━━━━━ SELECTED EXTRACT

On 22 January 2007, another major upgrade, WordPress 2.1, codenamed Ella, was released. In addition to correcting security issues, version 2.1 featured a redesigned interface and enhanced editing tools (including integrated spell check and auto save), improved content management options, and a variety of code and database optimizations.
WordPress 2.2, codenamed Getz, was released on 16 May 2007. Version 2.2 featured widget support for templates, updated Atom feed support, and speed optimizations. Wordpress 2.2 was initially slated to have a revised taxonomy system for categories, as well as tags, but a proposed revision led to the feature being held back from release.
WordPress 2.3, codenamed Dexter, was released 24 September 2007. Version 2.3 features native tagging support, new taxonomy system for categories, easy notification of updates as well as other interface improvements. 2.3 also fully supports Atom 1.0 along with the publishing protocol. WordPress 2.3 also includes some much needed security fixes.
Vurnerbilities:
BlogSecurity currently maintains a list of WordPress vulnerabilities.
In January 2007, many high profile Search engine optimization (SEO) blogs, as well as many low-profile commercial blogs featuring Adsense were targeted and attacked with a WordPress exploit.
A separate vulnerability on one of the project site's web servers allowed an attacker to introduce exploitable code in the form of a back door to some downloads of WordPress 2.1.1. The 2.1.2 release addressed this issue; an advisory released at the time advised all users to upgrade immediately.
In May 2007, a study revealed that 98% of WordPress blogs being run are exploitable.
In a June 2007 interview, Stefen Esser, the founder of the PHP Security Response Team, spoke critically of WordPress's security track record, citing problems with the application's architecture that make it unnecessarily difficult to write code that is secure against SQL injection vulnerabilities, as well as other problems.
MultyBlogging:
WordPress supports one weblog per installation, though multiple concurrent copies may be run from different directories if configured to use separate database tables.
Wordpress MultiUser is a fork of WordPress created to allow simultaneous blogs to exist within one installation. Wordpress MU makes it possible for any one with a website to host their own blogging community, control and moderate all the blogs from a single dashboard. Wordpress MU adds a new data table for each blog. Notable communities that use MU are WordPress.com, Edublogs.org and Harvard University.

━━━━━━━━━━
━━━━━ THE DATA

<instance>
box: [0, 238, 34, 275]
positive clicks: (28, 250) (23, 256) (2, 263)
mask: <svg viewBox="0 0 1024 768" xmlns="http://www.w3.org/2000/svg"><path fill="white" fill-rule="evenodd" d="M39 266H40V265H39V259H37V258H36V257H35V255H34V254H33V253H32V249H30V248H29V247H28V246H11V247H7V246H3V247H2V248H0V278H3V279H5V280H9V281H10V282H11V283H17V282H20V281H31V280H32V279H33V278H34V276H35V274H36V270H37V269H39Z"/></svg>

━━━━━━━━━━

ACTIVITIES:
**a)** In the WordPress history excerpt, what codename was given to version 2.2?
**b)** Resume the WordPress history excerpt from its final sentence, keeping its tone and focus.
The listing has no connection to the WordPress history excerpt.

RESPONSES TO THE TASKS:
**a)** Getz

**b)**
Lyceum is another enterprise-edition of Wordpress. Lyceum, unlike WordPress MU, stores all of its information in a set number of database tables. Notable communities that use Lyceum are TeachFor.Us (Teach For America teachers' blogs), BodyBlogs and the Hopkins Blogs
Developers:
WordPress development is led by Ryan Boren and Matt Mullenweg. Mullenweg and Mike Little were co-founders of the project.
The contributing developers include:
Dougal Campbell
Mark Jaquith
Donncha O'Caoimh
Andy Skelton
Michel Valdrighi
Peter Westwood
Though developed much by the community surrounding it, WordPress is closely associated with Automattic, where some of WordPress's main contributing developers are employees.
WordPress is also in part developed by its community, among which are the WP testers, a group of people that volunteer time and effort to testing each release. They have early access to nightly builds, Beta versions and Release Candidates. Upgrading to these versions, they can find and report errors to a special mailing list, or the project's Trac tool.
Sponsored Themes:
On 10 July 2007, following a discussion on the WordPress ideas forum and a post by Mark Ghosh in his blog Weblog Tools Collection, Matt Mullenweg announced that the official WordPress theme directory at http://themes.wordpress.net would no longer host themes containing sponsored links. Although this move was criticised by designers and users of sponsored themes, it was applauded by some WordPress users who consider such themes to be spam.